- _What you will do_: Copy out all of the data below, switching every "dot" to "point" and leaving everything else the same.

- _Record set_:

============================================================

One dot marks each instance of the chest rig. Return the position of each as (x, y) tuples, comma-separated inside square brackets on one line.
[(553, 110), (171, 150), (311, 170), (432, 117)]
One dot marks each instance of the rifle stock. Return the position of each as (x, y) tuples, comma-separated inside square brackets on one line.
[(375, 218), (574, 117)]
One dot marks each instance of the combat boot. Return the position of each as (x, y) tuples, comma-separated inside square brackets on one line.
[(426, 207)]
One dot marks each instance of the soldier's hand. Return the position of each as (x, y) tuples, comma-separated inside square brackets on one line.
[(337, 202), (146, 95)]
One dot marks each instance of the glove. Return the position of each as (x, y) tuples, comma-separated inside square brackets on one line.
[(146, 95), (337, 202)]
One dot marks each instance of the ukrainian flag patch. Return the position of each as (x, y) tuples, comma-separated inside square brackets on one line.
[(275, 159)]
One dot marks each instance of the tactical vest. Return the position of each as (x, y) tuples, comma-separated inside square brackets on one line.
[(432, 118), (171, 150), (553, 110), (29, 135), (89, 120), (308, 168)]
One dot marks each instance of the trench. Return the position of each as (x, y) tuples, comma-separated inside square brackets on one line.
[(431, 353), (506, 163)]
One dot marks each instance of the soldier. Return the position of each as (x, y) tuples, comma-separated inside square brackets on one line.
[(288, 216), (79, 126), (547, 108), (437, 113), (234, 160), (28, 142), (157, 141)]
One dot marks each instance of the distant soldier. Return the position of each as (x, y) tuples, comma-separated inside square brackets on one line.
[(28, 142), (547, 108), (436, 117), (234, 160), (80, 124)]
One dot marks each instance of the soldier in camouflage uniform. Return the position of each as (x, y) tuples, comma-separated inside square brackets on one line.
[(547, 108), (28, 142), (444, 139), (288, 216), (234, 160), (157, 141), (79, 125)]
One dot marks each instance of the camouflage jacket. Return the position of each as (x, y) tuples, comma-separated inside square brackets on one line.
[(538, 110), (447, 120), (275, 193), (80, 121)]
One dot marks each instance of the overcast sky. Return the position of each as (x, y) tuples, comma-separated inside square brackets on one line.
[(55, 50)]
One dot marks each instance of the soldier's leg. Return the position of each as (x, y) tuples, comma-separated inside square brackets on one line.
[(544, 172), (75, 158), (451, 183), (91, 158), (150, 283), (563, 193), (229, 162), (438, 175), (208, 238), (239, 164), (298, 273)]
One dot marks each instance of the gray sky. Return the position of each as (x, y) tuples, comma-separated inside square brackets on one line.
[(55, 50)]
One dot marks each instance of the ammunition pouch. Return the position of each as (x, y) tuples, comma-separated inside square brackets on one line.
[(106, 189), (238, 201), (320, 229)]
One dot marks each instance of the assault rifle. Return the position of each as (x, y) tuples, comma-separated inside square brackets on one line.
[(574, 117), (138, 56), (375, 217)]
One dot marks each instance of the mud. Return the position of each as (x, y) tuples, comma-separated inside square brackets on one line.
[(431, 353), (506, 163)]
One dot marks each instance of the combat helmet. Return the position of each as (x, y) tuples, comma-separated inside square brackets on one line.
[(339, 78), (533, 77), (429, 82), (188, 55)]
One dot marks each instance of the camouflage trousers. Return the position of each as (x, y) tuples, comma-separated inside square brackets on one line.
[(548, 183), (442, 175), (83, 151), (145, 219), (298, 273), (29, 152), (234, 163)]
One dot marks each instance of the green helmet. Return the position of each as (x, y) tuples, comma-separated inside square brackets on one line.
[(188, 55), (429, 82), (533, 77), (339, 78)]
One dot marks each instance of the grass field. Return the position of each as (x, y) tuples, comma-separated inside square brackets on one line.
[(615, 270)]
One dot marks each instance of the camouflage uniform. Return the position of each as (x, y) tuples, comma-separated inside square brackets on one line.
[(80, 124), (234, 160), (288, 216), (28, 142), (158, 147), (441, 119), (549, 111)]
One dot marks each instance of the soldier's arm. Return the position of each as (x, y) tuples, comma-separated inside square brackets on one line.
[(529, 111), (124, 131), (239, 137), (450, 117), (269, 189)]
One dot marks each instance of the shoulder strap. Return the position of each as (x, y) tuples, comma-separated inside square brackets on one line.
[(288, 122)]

============================================================

- _Final result_:
One point marks each instance of the chest rig. Return the position of each as (x, y) tuples, comma-separated inside square brackets on one line.
[(553, 110), (171, 150), (311, 170), (432, 117)]
One point marks each instance of the rifle stock. Return the position of each as (x, y) tuples, comma-separated inside square brackets on one line.
[(375, 218), (574, 117)]
One point marks each instance of the combat boot. Return the position of each as (x, y) tuples, comma-separated inside square brackets on one line.
[(426, 207)]
One point marks each instance of the soldier's hand. Return the position of each as (x, y) tuples, comma-separated inside square brackets on one line.
[(337, 202), (146, 95)]
One point marks each instance of the glove. Return the position of each as (x, y) tuples, comma-separated inside square brackets on one line.
[(146, 95), (337, 202)]
One point marks each instance of the ukrainian flag patch. Return the position of each as (x, y) tuples, comma-separated inside square brackets on one line.
[(275, 159)]
One point marks each instance of the tactical vest. Return the position of each as (x, y) tuples, comma-separated inside square brackets on one line.
[(432, 118), (171, 150), (553, 110), (29, 135), (89, 120), (308, 168)]
One point marks each instance of the trench. Return the position of each as (x, y) tuples, comma-separated inside square brackets on one line.
[(431, 353), (506, 163)]
One point marks each instance of the soldier. Return the position of each as (x, y) tuples, comma-separated inside square brackets on one line.
[(288, 216), (79, 126), (547, 108), (437, 113), (234, 160), (28, 142), (157, 141)]
One point marks each instance of the distant soldier. Return the position of each as (x, y) tuples, comma-separated inside square brackets on one line.
[(28, 142), (547, 108), (436, 117), (234, 160), (80, 124)]
One point marks each instance of the soldier in camouflage uniform. Return the position of each as (x, y) tuples, comma-separated inside square brackets on one line.
[(547, 108), (28, 142), (444, 139), (288, 216), (234, 160), (157, 141), (79, 125)]
One point marks each instance of the camouflage jacket. Return the position of each as (x, y) tuples, comma-separated inside square brackets on one line.
[(538, 110), (447, 120), (275, 193), (80, 121)]
One point marks each instance of the overcast sky. Return the position of each as (x, y) tuples, comma-separated inside square brackets on one line.
[(55, 50)]
One point marks each instance of the soldier's leg. Return the position of each as (x, y) tuples, comma-separated inside square brackets on one line.
[(544, 172), (75, 158), (451, 183), (91, 158), (150, 283), (563, 193), (229, 162), (438, 175), (208, 238), (239, 164), (298, 273)]
One point marks each instance of the gray sky. Return the position of each as (x, y) tuples, comma-separated inside square brackets on one line.
[(55, 50)]
One point marks each instance of the ammunition pouch. Return the position of each as (x, y) tuples, comma-separated inside square brackets on one line.
[(106, 189), (238, 201), (320, 229)]
One point marks each instance of the assault rifle. Return the position of each as (x, y) tuples, comma-separated inside square brackets on one line.
[(574, 117), (138, 56), (375, 217)]
One point marks each instance of the mud. Return the position of each as (x, y) tuples, comma-separated inside square brackets on one line.
[(431, 353), (506, 163)]
One point marks each instance of the combat helmet. Return the position of each as (x, y) tuples, comma-separated inside square brackets on one line.
[(339, 78), (533, 77), (429, 82), (188, 55)]
One point marks each instance of the camouflage trousers. Return the position of each as (x, y) tuples, comma-separated inside square brackets on one line.
[(548, 183), (442, 175), (83, 151), (145, 219), (298, 273), (29, 152), (234, 163)]
One point marks each instance of the green helmet. Return the position of each as (x, y) tuples, comma-separated inside square brackets on one line.
[(188, 55), (429, 82), (533, 77), (339, 78)]
One point marks each instance of the grass field. Return the position of each as (x, y) tuples, comma-separated inside square brackets on one line.
[(615, 270)]
One point marks each instance of the camouflage uniform. Return the position of each as (x, y) tuples, comma-separated inside square brackets on one line.
[(80, 124), (234, 160), (288, 216), (28, 142), (158, 147), (441, 119), (549, 111)]
One point marks each instance of the soldier's arm. Return the position of each as (x, y) tuples, comma-separated inside square brackets on one line.
[(529, 111), (124, 131), (239, 137), (450, 117), (269, 189)]
One point marks each instance of the shoulder strap. Return the position of each as (x, y) tuples, comma-separated inside square brackets on one line.
[(288, 122)]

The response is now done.